Exercise directions - In the records below, find the line containing "Target | bare branch" and the line containing "Pick out every instance of the tree bark"; please repeat exactly the lines from one to the other, both included, and nothing more.

####################

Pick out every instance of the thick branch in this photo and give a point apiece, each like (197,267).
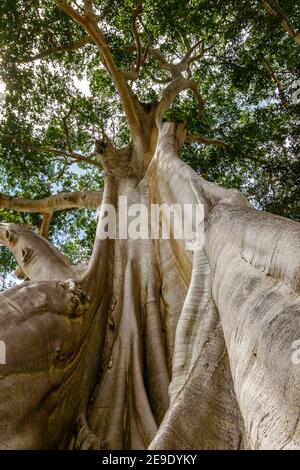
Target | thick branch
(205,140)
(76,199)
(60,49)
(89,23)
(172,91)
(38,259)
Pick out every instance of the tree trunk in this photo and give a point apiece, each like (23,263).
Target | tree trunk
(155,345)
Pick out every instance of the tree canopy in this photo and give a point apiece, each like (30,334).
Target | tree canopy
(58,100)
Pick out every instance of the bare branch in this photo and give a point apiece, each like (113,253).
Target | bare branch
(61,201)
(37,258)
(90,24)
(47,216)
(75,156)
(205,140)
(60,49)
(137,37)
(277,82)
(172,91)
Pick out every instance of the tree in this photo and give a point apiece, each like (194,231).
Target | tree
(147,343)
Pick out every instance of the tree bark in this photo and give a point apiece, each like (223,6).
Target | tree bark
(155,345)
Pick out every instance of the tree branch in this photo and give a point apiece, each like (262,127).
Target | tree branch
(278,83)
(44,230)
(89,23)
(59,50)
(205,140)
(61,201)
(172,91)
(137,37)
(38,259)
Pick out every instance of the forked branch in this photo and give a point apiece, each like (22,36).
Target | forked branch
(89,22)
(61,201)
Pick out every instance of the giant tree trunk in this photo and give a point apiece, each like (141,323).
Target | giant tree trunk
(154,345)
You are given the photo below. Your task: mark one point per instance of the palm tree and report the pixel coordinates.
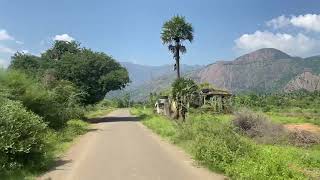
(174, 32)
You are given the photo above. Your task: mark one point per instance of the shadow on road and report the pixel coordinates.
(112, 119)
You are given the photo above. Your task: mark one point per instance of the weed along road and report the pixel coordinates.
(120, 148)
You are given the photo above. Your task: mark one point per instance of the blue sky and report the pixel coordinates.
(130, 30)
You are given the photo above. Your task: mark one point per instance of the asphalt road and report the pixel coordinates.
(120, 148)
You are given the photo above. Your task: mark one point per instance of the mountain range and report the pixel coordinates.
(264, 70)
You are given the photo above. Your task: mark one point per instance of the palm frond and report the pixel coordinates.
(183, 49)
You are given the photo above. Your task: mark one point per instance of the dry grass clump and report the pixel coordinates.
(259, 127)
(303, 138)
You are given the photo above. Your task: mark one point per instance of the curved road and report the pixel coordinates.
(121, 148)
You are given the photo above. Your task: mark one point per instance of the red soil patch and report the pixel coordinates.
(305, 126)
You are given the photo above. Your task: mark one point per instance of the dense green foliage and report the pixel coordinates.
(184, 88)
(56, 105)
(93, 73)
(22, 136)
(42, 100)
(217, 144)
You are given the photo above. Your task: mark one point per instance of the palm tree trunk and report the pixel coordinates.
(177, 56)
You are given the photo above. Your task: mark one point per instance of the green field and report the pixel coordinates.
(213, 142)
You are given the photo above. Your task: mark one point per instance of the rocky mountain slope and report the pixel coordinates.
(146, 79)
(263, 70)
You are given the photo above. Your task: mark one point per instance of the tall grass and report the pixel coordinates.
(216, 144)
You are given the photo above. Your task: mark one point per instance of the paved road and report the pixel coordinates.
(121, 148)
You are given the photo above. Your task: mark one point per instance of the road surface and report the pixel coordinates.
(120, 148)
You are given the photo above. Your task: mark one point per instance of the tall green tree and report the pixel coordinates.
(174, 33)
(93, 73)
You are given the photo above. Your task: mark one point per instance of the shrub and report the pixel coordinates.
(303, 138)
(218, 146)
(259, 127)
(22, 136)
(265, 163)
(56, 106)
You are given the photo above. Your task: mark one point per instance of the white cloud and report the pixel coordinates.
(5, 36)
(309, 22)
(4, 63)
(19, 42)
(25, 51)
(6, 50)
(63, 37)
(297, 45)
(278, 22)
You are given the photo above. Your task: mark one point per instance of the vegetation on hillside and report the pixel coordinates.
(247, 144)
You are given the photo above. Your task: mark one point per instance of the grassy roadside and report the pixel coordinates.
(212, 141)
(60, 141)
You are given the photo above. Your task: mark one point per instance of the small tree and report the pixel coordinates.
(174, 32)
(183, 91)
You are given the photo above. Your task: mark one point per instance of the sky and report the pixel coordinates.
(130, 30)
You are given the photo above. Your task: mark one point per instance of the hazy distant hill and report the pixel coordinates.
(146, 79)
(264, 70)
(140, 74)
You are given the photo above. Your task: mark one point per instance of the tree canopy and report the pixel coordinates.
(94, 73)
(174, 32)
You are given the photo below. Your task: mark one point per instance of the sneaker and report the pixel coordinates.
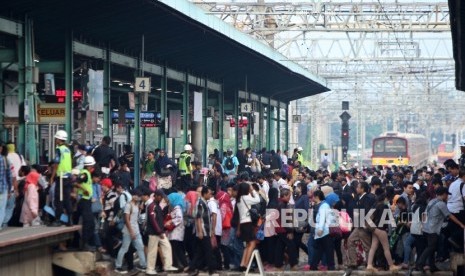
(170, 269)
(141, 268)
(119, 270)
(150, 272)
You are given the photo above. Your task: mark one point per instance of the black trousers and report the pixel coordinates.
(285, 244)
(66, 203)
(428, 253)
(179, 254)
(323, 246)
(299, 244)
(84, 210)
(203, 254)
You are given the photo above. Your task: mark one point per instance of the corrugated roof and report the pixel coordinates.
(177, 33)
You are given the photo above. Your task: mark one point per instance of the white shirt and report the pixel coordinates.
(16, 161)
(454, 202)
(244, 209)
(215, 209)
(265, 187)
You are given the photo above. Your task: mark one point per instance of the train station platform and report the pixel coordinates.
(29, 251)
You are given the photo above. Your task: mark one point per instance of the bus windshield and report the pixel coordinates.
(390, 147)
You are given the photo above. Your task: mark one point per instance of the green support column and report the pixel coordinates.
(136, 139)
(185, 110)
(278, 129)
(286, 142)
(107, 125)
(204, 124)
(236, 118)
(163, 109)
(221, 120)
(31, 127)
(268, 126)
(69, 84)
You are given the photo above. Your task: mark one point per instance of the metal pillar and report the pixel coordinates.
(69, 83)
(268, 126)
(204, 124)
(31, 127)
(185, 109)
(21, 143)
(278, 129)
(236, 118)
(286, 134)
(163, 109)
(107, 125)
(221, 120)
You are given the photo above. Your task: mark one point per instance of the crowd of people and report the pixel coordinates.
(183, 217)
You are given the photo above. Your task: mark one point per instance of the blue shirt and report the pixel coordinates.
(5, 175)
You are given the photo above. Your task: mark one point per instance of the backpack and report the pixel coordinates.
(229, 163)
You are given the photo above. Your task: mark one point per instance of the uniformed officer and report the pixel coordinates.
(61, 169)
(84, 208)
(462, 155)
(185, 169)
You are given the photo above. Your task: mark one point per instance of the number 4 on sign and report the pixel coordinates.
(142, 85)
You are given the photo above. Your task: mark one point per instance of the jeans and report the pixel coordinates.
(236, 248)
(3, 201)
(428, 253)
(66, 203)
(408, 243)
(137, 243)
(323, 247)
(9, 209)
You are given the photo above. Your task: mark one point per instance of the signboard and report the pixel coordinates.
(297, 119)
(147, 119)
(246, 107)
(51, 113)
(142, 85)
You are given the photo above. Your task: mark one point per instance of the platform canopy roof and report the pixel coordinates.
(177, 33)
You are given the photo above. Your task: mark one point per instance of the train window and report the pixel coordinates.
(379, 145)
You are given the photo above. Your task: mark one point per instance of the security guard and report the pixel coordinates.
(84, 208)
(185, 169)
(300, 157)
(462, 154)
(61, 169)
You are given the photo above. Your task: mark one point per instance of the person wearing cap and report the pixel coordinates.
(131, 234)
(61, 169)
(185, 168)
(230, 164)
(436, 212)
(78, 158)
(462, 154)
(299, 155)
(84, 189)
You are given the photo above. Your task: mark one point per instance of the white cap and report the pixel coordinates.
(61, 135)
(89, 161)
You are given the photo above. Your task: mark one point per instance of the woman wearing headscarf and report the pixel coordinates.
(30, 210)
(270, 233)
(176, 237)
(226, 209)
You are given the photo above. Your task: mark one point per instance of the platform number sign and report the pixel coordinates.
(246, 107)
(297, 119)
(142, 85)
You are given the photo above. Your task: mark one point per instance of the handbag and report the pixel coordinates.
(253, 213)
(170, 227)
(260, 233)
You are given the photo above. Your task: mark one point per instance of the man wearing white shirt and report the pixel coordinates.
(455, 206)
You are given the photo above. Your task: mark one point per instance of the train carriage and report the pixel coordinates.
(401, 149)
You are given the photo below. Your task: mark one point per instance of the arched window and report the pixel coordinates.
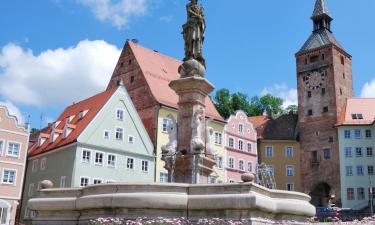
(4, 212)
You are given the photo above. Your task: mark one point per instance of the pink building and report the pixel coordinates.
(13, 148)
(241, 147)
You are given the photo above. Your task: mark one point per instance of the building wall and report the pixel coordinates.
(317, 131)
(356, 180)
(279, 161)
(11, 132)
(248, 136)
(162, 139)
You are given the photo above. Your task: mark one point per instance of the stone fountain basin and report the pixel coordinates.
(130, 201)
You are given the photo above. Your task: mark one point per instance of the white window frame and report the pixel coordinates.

####################

Task answer -
Target | bare branch
(61,201)
(37,258)
(90,24)
(47,216)
(75,156)
(205,140)
(60,49)
(137,37)
(277,82)
(172,91)
Pick out every instance of the tree in this photo and give a point apiece, each like (194,231).
Target | tree
(147,343)
Pick out every instance of the tree bark in this photo and give a point apiece, each like (223,6).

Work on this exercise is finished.